SELECTED EXTRACT -
(begin)

Actually, I was thinking of this, too.

You could determine that a list is circular by maintaining a count of
the number of objects that are supposed to be on the freelist.  Then
you count the number of "next" traversals which occur, and when it
excceeds the count of how many are supposed to be there, then you
know you have a problem.

Now you must find the length of the loop.  You save the current
pointer, and traverse until you see it again, counting.  This count
is the length of the loop.

If the pointer traverses to itself, this is a simpler case, and you
can traverse from the top of the list to the pointer to indicate
the address of the looped entry, and the address of the entry that
points to it.

If the pointer does not traverse to itself, your count is 2 or more.

Now you bsearch for the start.  You do this by:

	1)	Set N and M to pow(log2(expected members)+1,2)/2
	2)	Traverse from the top to N or the expected members,
		whichever is first (the algorithm is iterated,
		so it may be that N exceeds expeded members at
		some point)
	3)	Traverse the loop to find your N.  If you find it
		before you find the loop "start" again then the
		loop starts at N or earlier; otherwise it starts
		after N.  If the count is exactly the count, then
		you picked a start equal to the loop start and are
		done.

(end)

SUPPLIED RECORDS -
(begin)

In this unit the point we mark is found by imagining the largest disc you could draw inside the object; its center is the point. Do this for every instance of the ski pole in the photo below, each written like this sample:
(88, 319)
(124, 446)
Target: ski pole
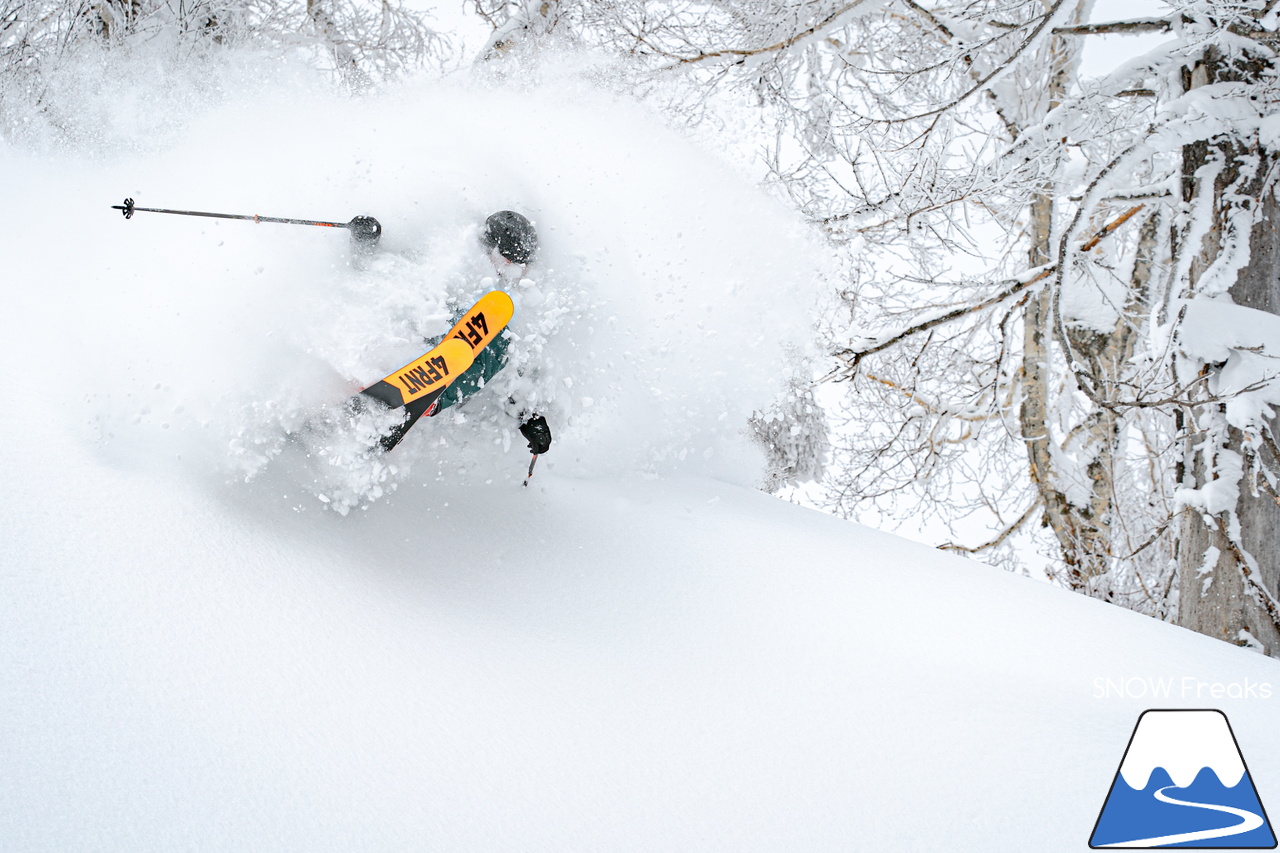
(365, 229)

(end)

DIRECTIONS -
Write out the text about finding a loop in a freelist word for word, starting with "If the pointer does" and going on through "some point)".

COMPLETED EXERCISE -
If the pointer does not traverse to itself, your count is 2 or more.

Now you bsearch for the start.  You do this by:

	1)	Set N and M to pow(log2(expected members)+1,2)/2
	2)	Traverse from the top to N or the expected members,
		whichever is first (the algorithm is iterated,
		so it may be that N exceeds expeded members at
		some point)